→ **EXERCISE INSTRUCTIONS**
Transcribe every line of the entries below verbatim, omitting the pictures.

Segment Start: PROVIDED RECORDS

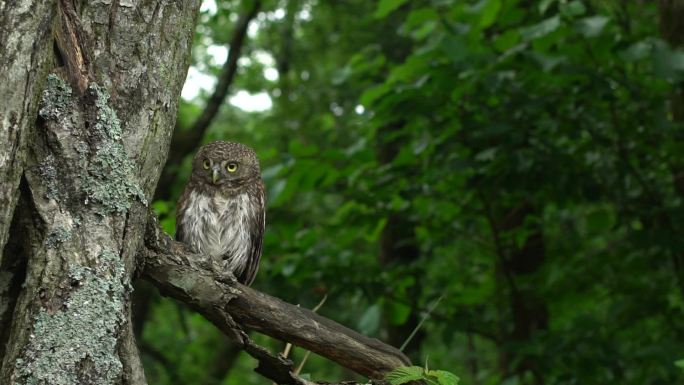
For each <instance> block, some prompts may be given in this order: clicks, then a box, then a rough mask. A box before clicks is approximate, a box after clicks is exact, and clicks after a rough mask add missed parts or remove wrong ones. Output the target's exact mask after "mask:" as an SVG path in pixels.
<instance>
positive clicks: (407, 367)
mask: <svg viewBox="0 0 684 385" xmlns="http://www.w3.org/2000/svg"><path fill="white" fill-rule="evenodd" d="M424 373H425V370H424V369H423V368H421V367H420V366H402V367H400V368H396V369H394V370H393V371H391V372H389V373H387V375H386V376H385V381H388V382H389V383H390V384H392V385H401V384H405V383H407V382H411V381H418V380H421V379H423V375H424Z"/></svg>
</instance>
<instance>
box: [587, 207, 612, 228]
mask: <svg viewBox="0 0 684 385" xmlns="http://www.w3.org/2000/svg"><path fill="white" fill-rule="evenodd" d="M614 223H615V218H613V214H612V212H611V211H609V210H607V209H599V210H595V211H592V212H591V213H590V214H589V215H588V216H587V231H588V232H590V233H599V232H603V231H608V230H610V229H611V228H612V227H613V224H614Z"/></svg>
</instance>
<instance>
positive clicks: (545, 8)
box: [538, 0, 556, 15]
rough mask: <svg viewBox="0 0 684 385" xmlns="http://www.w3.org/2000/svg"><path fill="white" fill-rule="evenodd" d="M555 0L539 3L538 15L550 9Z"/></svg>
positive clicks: (541, 1) (545, 12) (539, 2)
mask: <svg viewBox="0 0 684 385" xmlns="http://www.w3.org/2000/svg"><path fill="white" fill-rule="evenodd" d="M555 2H556V0H542V1H540V2H539V6H538V9H539V14H540V15H543V14H545V13H546V11H547V10H548V9H549V7H551V4H553V3H555Z"/></svg>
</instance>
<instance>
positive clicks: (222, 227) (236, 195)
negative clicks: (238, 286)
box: [176, 142, 266, 285]
mask: <svg viewBox="0 0 684 385" xmlns="http://www.w3.org/2000/svg"><path fill="white" fill-rule="evenodd" d="M264 203H265V198H264V184H263V182H262V181H261V170H260V169H259V160H258V159H257V157H256V154H255V153H254V150H252V149H251V148H249V147H247V146H245V145H243V144H240V143H234V142H213V143H209V144H207V145H205V146H202V147H201V148H200V150H199V151H198V152H197V155H195V157H194V158H193V160H192V174H191V175H190V180H189V181H188V184H187V185H186V186H185V190H183V194H182V195H181V198H180V201H179V202H178V210H177V215H176V239H177V240H179V241H180V242H183V243H185V244H187V245H188V246H190V248H191V249H192V250H193V251H194V252H196V253H199V254H205V255H209V256H210V257H211V258H212V259H213V260H214V262H215V263H216V264H217V265H218V266H220V267H221V268H224V269H226V270H227V271H230V272H232V273H233V274H234V275H235V276H236V277H237V279H238V281H239V282H241V283H243V284H245V285H249V284H251V283H252V281H253V280H254V277H255V276H256V272H257V269H258V268H259V259H260V258H261V247H262V241H263V235H264V226H265V219H266V214H265V208H264Z"/></svg>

Segment End: PROVIDED RECORDS

→ **RESULT OF THIS TASK**
For each <instance> block, some prompts may be given in this order: clicks, then a box, then a rough mask. A box before clicks is approximate, a box after clicks is exact, and clicks after a rough mask add missed parts or remove wrong ones. Output the target's exact mask after "mask:" as an SVG path in pixels.
<instance>
positive clicks: (407, 367)
mask: <svg viewBox="0 0 684 385" xmlns="http://www.w3.org/2000/svg"><path fill="white" fill-rule="evenodd" d="M424 373H425V370H424V369H423V368H421V367H420V366H402V367H400V368H396V369H394V370H393V371H391V372H389V373H387V375H386V376H385V381H388V382H389V383H390V384H392V385H401V384H405V383H407V382H411V381H418V380H421V379H423V375H424Z"/></svg>
</instance>
<instance>
box: [587, 207, 612, 228]
mask: <svg viewBox="0 0 684 385" xmlns="http://www.w3.org/2000/svg"><path fill="white" fill-rule="evenodd" d="M614 223H615V218H613V214H612V212H611V211H609V210H607V209H599V210H595V211H592V212H591V213H590V214H589V215H588V216H587V231H588V232H590V233H599V232H603V231H608V230H610V229H611V228H612V227H613V224H614Z"/></svg>
</instance>
<instance>
positive clicks: (545, 8)
box: [538, 0, 556, 15]
rough mask: <svg viewBox="0 0 684 385" xmlns="http://www.w3.org/2000/svg"><path fill="white" fill-rule="evenodd" d="M555 0L539 3L538 15L550 9Z"/></svg>
positive clicks: (541, 1) (545, 12) (539, 2)
mask: <svg viewBox="0 0 684 385" xmlns="http://www.w3.org/2000/svg"><path fill="white" fill-rule="evenodd" d="M555 2H556V0H542V1H540V2H539V6H538V9H539V14H540V15H543V14H545V13H546V11H547V10H548V9H549V7H551V4H553V3H555Z"/></svg>
</instance>
<instance>
positive clicks: (222, 227) (236, 195)
negative clicks: (238, 286)
box: [176, 142, 266, 285]
mask: <svg viewBox="0 0 684 385" xmlns="http://www.w3.org/2000/svg"><path fill="white" fill-rule="evenodd" d="M264 203H265V198H264V184H263V182H262V181H261V170H260V169H259V160H258V159H257V157H256V154H255V153H254V150H252V149H251V148H249V147H247V146H245V145H243V144H240V143H234V142H213V143H209V144H207V145H205V146H202V147H201V148H200V150H199V151H198V152H197V155H195V157H194V158H193V160H192V174H191V175H190V180H189V181H188V184H187V185H186V186H185V190H183V194H182V195H181V198H180V201H179V202H178V210H177V215H176V239H177V240H179V241H180V242H183V243H185V244H187V245H188V246H190V248H191V249H192V250H193V251H194V252H196V253H199V254H205V255H209V256H210V257H211V258H212V259H213V260H214V262H215V263H216V264H217V265H218V266H220V267H221V268H224V269H226V270H227V271H230V272H232V273H233V274H234V275H235V276H236V277H237V279H238V281H239V282H241V283H243V284H245V285H249V284H251V283H252V281H253V280H254V277H255V276H256V272H257V269H258V268H259V259H260V258H261V247H262V241H263V235H264V226H265V219H266V214H265V208H264Z"/></svg>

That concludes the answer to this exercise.